-- Start of Reading passage --

That's a very sensible reason for choosing Obama. And he will probably end up weakening the executive branch; today he signed an executive order to close down Guantanamo Bay.
Is this close to what you had in mind? 'Cause that's the one I'm working on.
Not really. It's not so much that I want to weaken the government, it's more that I want to give the populace more control over legislation and less control over the implementation of laws.
At 1/21/09 06:11 PM, Armake21truth wrote:
I don't have any statistics on me, but I have to question this one point for 1 big reason. TV and phone companies use satellites all the time, and the payout would be far greater for microwave power companies than for them. So what would make these particular satellites so expensive that the payout would not be worth it?
I'm not an expert on microwave power, but a few big problems that I could see coming up:
1. It's never been done before on a commercial scale, so there might be technical issues that we can't anticipate now.

-- End of Reading passage --
-- Start of Data segment --

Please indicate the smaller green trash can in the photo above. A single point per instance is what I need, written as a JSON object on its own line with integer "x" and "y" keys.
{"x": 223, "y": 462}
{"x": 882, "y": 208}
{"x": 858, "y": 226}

-- End of Data segment --

→ Problem set:
A) Summarize the forum discussion in three sentences.
B) Rewrite the part of the forum discussion that opens with the words containing "At 1/21/09 06:11" and closes with "can't anticipate now.", replacing "satellites" with "orbiting platforms".
C) According to the forum discussion, what action did Obama take on the day the first comment was written?
Rely only on the forum discussion to complete this work.

→ Answers for this exercise:
A) One participant calls choosing Obama sensible and predicts he will weaken the executive branch, noting that he signed an executive order that day to close down Guantanamo Bay. Another participant replies that the goal is not to weaken the government but to give the populace more control over legislation and less control over the implementation of laws. A further exchange questions why satellites for microwave power would be too costly when TV and phone companies use satellites all the time, and the reply points out that this has never been done on a commercial scale, so unforeseen technical issues might arise.

B)
At 1/21/09 06:11 PM, Armake21truth wrote:
I don't have any statistics on me, but I have to question this one point for 1 big reason. TV and phone companies use orbiting platforms all the time, and the payout would be far greater for microwave power companies than for them. So what would make these particular orbiting platforms so expensive that the payout would not be worth it?
I'm not an expert on microwave power, but a few big problems that I could see coming up:
1. It's never been done before on a commercial scale, so there might be technical issues that we can't anticipate now.

C) He signed an executive order to close down Guantanamo Bay.